### SET TASKS
(a) According to the email about retrospectives, how often does the mobile web team currently hold its retrospectives?
(b) Continue the email about retrospectives, starting right after its final sentence.

### TEXT SECTION

[teampractices] Retrospectives

Arthur Richards arichards at wikimedia.org
Tue Dec 10 00:36:05 UTC 2013


On Mon, Dec 9, 2013 at 4:47 PM, Steven Walling <swalling at wikimedia.org>wrote:

> Hey all,
>
> So one of the pieces of feedback out of our Quarterly Review last week for
> the Growth team is that we should probably start doing retrospectives to
> improve our process.
>
> I understand the theory behind retrospectives as a product owner, but
> since we don't have a scrum master, I wanted to ask Arthur, Tomasz, Katie
> and others about them.
>
> My first question is *when *should I schedule our retrospectives? For
> context, Growth is in the tail end of our fifth sprint, and sprint
> planning/kickoff meetings happen on Wednesdays for us.
>

Whenever your team needs them.

The retrospective is one potential response to agile principle #12 (
http://agilemanifesto.org/principles.html):
At regular intervals, the team reflects on how to become more effective,
then tunes and adjusts its behavior accordingly.

In Scrum, retrospectives traditionally happen at the end of every
iteration, prior to kicking off the next iteration. The mobile web team
used to adhere strictly to this, but after a while the team decided to make
them less frequent, as the sprintly retrospectives were starting to feel
less useful. We switched to another extreme - doing them quarterly. This
started to feel too infrequent, and now we are doing them every two
iterations.

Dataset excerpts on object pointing
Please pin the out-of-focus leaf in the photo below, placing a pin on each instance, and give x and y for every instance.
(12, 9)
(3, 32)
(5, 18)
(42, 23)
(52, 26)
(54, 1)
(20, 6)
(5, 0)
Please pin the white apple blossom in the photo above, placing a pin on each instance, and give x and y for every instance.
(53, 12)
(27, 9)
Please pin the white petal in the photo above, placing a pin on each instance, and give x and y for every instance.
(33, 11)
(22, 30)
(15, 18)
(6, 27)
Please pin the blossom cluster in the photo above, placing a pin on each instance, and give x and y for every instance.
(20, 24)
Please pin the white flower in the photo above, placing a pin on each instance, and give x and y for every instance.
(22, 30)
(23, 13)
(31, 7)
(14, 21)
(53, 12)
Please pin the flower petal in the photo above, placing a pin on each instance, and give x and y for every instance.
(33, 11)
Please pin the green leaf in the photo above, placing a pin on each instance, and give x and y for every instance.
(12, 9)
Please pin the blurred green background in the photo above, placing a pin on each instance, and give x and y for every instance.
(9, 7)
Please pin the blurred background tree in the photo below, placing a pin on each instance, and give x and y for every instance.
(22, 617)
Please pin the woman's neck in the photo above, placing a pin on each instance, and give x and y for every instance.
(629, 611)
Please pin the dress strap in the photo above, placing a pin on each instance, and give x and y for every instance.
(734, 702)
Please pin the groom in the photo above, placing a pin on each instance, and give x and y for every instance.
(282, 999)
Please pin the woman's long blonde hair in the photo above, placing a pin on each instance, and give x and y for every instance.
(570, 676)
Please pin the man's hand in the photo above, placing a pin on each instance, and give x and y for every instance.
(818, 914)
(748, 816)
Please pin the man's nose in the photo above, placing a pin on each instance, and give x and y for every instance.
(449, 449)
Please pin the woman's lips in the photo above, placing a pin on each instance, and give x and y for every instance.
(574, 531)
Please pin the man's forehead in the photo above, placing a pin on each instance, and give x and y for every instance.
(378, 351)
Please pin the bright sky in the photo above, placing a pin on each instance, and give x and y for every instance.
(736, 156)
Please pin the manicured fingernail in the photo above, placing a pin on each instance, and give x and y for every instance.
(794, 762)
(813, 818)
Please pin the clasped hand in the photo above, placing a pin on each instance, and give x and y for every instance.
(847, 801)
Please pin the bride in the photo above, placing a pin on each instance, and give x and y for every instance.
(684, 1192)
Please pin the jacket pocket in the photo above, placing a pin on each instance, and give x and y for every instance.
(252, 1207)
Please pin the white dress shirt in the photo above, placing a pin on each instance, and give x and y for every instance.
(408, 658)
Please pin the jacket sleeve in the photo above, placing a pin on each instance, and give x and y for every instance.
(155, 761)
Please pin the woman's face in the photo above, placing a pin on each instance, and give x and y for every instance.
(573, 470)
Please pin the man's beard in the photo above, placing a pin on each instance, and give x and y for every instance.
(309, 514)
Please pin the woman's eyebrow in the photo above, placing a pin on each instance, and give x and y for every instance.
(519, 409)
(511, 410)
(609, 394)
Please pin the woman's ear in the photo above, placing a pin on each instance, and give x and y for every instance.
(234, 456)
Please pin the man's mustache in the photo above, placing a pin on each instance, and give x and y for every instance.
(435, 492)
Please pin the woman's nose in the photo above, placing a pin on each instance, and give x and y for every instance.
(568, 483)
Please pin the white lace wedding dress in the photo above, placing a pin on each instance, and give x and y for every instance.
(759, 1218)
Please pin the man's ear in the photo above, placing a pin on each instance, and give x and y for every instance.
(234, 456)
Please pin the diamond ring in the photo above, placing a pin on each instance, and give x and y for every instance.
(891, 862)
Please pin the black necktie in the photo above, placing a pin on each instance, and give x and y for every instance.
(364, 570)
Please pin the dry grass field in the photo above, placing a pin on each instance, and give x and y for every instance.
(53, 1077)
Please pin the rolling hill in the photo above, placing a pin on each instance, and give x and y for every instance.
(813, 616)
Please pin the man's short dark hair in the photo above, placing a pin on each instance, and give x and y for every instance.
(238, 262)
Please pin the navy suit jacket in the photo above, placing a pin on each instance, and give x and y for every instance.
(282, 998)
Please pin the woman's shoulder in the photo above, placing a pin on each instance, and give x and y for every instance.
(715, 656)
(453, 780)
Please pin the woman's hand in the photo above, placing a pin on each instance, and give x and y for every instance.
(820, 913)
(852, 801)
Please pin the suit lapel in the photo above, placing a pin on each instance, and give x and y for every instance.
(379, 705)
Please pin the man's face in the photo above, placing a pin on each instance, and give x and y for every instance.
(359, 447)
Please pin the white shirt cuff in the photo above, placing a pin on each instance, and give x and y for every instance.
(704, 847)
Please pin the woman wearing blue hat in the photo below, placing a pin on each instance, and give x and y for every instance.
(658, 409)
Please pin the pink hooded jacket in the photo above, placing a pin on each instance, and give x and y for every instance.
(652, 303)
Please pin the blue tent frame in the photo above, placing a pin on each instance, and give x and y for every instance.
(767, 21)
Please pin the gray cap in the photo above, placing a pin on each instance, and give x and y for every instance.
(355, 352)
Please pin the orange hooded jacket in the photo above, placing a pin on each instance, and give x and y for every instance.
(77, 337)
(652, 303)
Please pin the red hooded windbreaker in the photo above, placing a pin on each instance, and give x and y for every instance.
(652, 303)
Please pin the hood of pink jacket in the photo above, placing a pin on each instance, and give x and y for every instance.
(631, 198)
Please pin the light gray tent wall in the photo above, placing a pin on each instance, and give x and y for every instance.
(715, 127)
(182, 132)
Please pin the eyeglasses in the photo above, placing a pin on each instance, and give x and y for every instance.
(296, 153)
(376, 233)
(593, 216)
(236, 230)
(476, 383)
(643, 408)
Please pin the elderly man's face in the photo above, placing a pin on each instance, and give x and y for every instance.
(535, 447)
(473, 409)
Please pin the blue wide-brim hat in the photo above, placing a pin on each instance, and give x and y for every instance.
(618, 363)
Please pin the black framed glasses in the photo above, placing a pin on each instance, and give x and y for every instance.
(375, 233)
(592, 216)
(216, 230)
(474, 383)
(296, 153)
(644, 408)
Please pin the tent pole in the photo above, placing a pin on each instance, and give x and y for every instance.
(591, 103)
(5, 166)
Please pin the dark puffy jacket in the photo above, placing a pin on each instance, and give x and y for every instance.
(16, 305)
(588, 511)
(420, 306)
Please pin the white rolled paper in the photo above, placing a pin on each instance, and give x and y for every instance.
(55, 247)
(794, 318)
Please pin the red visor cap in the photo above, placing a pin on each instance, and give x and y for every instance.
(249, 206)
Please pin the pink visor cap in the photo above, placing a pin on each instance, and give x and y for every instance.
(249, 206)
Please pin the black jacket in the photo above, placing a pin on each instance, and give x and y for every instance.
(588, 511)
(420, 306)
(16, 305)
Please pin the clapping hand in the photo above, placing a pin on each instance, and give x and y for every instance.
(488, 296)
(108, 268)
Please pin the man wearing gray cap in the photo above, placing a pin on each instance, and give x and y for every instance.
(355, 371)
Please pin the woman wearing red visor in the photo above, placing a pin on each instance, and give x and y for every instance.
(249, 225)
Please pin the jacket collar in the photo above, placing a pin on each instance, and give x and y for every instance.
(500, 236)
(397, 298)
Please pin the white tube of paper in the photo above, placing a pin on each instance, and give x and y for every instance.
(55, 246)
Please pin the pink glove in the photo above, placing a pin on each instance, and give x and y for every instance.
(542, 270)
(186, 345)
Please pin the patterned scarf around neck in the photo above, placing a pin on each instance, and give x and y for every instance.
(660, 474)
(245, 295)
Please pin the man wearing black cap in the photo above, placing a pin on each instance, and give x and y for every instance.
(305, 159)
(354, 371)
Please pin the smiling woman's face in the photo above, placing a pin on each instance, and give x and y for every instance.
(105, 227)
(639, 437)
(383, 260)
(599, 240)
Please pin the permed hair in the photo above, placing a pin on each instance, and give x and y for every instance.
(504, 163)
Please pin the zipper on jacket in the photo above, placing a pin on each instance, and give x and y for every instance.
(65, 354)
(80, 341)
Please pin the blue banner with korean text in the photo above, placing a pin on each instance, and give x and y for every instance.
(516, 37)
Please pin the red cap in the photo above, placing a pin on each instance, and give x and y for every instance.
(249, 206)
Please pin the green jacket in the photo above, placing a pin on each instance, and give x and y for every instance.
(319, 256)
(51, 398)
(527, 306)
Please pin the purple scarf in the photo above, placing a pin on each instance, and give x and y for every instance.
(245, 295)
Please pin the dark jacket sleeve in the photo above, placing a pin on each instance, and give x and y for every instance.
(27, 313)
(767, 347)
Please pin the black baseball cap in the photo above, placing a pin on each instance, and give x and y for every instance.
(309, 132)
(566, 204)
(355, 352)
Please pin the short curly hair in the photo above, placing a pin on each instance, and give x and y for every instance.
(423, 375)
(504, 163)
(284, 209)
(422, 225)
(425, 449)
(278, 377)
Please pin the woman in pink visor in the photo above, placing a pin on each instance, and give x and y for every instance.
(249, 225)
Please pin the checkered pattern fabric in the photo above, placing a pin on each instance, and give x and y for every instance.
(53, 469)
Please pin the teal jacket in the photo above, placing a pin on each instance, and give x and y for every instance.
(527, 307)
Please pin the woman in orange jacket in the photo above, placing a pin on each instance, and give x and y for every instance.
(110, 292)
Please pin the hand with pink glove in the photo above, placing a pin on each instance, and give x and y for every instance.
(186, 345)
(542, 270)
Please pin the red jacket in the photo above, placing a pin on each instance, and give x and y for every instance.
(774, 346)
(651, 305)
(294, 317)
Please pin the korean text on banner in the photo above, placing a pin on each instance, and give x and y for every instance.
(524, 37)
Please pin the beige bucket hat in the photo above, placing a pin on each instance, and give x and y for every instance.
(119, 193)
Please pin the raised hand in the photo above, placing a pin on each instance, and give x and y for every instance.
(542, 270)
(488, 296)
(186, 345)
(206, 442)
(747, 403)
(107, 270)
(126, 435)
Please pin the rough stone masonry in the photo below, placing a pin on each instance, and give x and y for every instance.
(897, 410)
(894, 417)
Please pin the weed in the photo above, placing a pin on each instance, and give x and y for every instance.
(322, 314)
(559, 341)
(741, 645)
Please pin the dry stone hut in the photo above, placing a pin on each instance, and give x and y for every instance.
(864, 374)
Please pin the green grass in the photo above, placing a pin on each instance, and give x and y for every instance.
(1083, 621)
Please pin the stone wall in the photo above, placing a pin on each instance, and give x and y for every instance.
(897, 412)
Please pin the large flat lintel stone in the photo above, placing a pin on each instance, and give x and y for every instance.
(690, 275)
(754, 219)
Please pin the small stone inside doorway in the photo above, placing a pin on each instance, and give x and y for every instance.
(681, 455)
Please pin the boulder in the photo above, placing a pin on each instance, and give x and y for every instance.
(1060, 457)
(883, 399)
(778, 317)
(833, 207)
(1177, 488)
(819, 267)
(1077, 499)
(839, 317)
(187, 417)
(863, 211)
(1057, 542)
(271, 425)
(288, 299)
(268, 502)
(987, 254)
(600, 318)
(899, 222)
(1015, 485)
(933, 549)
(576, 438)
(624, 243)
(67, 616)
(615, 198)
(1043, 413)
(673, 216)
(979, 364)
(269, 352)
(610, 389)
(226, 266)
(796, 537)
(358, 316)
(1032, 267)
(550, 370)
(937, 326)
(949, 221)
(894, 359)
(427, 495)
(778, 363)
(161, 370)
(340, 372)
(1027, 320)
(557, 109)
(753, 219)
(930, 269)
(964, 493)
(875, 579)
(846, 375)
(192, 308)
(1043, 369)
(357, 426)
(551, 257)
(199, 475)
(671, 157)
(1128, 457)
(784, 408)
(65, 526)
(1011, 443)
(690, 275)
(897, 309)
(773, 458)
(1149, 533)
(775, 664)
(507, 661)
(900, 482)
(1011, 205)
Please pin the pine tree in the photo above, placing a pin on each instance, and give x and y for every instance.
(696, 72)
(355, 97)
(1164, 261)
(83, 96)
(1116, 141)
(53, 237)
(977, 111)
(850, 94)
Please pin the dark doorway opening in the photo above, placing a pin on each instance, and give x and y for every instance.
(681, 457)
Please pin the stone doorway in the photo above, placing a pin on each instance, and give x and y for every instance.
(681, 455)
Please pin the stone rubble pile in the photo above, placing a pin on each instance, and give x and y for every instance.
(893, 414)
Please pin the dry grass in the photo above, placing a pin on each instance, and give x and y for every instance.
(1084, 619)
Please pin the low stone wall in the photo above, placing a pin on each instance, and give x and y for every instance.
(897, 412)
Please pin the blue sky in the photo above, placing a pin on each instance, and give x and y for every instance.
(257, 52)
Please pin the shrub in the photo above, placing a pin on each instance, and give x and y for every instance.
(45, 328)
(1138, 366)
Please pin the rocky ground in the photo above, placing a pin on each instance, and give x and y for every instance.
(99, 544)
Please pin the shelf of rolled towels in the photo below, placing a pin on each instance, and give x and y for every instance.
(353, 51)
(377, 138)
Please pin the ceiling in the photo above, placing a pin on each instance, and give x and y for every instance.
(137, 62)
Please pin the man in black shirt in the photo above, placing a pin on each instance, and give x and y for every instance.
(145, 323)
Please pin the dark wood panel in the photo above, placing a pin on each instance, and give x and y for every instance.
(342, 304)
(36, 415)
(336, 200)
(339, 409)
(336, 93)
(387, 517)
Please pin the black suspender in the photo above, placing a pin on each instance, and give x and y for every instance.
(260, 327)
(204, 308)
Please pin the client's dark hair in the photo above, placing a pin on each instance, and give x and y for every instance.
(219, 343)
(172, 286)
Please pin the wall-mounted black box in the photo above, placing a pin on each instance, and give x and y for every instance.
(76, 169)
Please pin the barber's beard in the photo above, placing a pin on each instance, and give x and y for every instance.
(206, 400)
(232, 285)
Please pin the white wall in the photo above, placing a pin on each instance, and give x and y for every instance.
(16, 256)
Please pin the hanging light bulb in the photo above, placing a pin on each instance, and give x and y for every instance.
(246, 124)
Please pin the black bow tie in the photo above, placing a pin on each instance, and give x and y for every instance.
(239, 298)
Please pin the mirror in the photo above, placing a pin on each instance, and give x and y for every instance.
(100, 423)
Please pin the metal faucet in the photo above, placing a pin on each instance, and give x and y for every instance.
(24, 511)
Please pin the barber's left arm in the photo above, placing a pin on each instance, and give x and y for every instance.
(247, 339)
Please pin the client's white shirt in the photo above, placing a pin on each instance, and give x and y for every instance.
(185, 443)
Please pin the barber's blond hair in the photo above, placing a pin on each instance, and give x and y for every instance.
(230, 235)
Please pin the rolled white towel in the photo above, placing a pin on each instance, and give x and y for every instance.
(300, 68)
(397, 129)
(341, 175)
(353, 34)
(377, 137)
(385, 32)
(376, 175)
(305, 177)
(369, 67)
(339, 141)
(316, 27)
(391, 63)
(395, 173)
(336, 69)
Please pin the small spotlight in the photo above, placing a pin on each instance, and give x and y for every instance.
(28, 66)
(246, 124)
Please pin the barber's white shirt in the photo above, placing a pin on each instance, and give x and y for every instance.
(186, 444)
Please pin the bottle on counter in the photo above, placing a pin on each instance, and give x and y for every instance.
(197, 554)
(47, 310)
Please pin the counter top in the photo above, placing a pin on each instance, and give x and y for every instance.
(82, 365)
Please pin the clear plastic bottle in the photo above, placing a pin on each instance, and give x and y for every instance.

### THE RESULTS
(a) Every two iterations.

(b)
Personally, I find having the retrospective at the end of the cycle to feel
really good - it's a natural break point. It allows us to focus on the work
at hand during the course of a cycle (or two), and bring up the things that
aren't working in a structured way that minimizes context switching during
the middle of a cycle. At least that's the theory; we have a tendency to
bring up issues as they happen and sometimes get bogged down in discussion
over email, etc mid-sprint, but tend to hold off on more serious
discussion/decision making until the retrospective. Anyway, I think ideal
timing probably depends on what the rest of your development cycle/workflow
is like and what the team needs. I think the important thing is that you do
them with enough frequency to catch issues early, and have a structured
time/space to acknowledge the things that are going really well.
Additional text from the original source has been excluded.